- _WHAT YOU WILL DO_
Return exactly the span of lines that opens with the line containing "red jersey |" and closes with the last line of the data, inclusive.

Labeling and segmentation records
>> START

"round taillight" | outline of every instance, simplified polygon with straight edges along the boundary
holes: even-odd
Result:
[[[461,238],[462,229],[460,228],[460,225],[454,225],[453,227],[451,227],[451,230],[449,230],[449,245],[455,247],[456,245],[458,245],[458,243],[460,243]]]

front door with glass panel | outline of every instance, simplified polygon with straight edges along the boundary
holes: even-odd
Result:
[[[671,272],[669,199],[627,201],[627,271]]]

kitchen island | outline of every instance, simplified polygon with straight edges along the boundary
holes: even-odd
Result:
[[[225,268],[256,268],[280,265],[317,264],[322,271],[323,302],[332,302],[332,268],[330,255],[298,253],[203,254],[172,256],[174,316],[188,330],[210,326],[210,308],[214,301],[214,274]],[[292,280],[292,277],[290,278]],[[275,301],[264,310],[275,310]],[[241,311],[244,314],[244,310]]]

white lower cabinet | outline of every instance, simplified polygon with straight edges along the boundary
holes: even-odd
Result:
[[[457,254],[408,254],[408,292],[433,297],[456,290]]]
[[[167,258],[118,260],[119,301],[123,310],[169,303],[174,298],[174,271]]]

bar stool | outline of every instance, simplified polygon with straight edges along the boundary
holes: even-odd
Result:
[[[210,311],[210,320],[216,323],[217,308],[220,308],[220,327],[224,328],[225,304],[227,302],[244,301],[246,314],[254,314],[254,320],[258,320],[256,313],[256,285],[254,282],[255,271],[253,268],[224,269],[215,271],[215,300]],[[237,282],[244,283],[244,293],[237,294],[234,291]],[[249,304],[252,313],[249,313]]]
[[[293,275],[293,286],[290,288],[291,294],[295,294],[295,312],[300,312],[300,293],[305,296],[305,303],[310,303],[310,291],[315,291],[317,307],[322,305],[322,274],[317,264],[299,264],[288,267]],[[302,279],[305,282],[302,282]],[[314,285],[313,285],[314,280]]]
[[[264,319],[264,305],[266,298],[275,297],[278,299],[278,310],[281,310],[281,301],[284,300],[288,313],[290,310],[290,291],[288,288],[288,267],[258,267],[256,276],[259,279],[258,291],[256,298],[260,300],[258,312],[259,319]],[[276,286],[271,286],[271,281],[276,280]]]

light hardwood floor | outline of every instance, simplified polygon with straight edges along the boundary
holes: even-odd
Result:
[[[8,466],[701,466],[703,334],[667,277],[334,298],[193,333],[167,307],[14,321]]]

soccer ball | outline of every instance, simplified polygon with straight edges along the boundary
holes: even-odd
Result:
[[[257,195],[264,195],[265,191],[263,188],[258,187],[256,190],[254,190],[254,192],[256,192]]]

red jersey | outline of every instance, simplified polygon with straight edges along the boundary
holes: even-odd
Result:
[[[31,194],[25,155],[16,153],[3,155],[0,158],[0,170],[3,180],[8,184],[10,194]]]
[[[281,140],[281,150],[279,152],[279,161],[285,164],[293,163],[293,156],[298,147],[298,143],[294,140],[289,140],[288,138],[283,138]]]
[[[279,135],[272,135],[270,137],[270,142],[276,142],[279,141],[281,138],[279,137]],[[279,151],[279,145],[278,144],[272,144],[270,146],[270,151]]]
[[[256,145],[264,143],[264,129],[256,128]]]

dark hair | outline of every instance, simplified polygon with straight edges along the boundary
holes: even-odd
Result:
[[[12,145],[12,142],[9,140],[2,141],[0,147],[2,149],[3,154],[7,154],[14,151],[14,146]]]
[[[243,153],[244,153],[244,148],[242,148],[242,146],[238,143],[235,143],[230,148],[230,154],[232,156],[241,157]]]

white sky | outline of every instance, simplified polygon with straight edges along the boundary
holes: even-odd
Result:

>> END

- _SOLUTION TO THIS EXERCISE_
red jersey | outline of every instance, simplified polygon with straight edges along the boundary
holes: even-odd
Result:
[[[31,194],[25,155],[16,153],[3,155],[0,158],[0,170],[3,180],[8,184],[10,194]]]
[[[281,140],[281,150],[279,152],[279,161],[285,164],[293,163],[293,156],[298,147],[298,143],[294,140],[289,140],[288,138],[283,138]]]
[[[279,135],[272,135],[270,137],[270,142],[276,142],[279,141],[281,138],[279,137]],[[279,151],[279,145],[278,144],[272,144],[270,146],[270,151]]]
[[[256,145],[264,143],[264,129],[256,128]]]

dark hair | outline of every instance, simplified polygon with straight edges along the boundary
holes: even-odd
Result:
[[[12,145],[12,142],[9,140],[2,141],[0,147],[2,149],[3,154],[7,154],[14,151],[14,146]]]
[[[243,153],[244,153],[244,148],[242,148],[242,146],[238,143],[235,143],[230,148],[230,154],[232,156],[241,157]]]

white sky | outline of every instance, simplified polygon with straight edges along the boundary
holes: even-odd
Result:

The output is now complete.